**Aim:**
Copy the rows from the line holding "of the cloud." through the line holding "Phrase: cloud", both included, and switch "innermost" to "central" while keeping everything else the same. Return only those lines.

**Records to process:**
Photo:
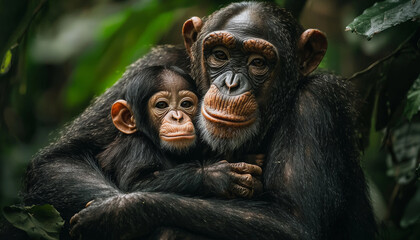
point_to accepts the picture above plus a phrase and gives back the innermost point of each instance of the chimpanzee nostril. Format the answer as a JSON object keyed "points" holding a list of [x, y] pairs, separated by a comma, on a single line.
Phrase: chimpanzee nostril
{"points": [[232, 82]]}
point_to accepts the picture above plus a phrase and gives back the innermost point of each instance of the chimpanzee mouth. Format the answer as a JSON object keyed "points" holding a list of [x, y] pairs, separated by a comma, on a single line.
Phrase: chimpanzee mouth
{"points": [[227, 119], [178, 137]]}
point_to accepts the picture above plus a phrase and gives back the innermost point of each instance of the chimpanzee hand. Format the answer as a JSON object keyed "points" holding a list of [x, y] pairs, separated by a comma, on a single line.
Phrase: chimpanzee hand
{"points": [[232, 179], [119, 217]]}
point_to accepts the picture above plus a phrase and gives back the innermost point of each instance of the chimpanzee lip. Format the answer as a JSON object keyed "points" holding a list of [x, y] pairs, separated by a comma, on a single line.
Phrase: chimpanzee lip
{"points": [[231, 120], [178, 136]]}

--

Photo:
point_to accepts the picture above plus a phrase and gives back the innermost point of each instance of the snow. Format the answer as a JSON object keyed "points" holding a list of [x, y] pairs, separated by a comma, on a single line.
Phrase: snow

--

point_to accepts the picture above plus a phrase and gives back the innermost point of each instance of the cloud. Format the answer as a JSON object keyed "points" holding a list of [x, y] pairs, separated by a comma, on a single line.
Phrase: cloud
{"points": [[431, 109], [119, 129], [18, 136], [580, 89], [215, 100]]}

**Solution to the problem:**
point_to accepts the picture above plus a phrase and gives back the central point of each instance of the cloud. Format the answer as a JSON object keyed "points" holding a list of [x, y] pairs, separated by a comma, on a single line.
Phrase: cloud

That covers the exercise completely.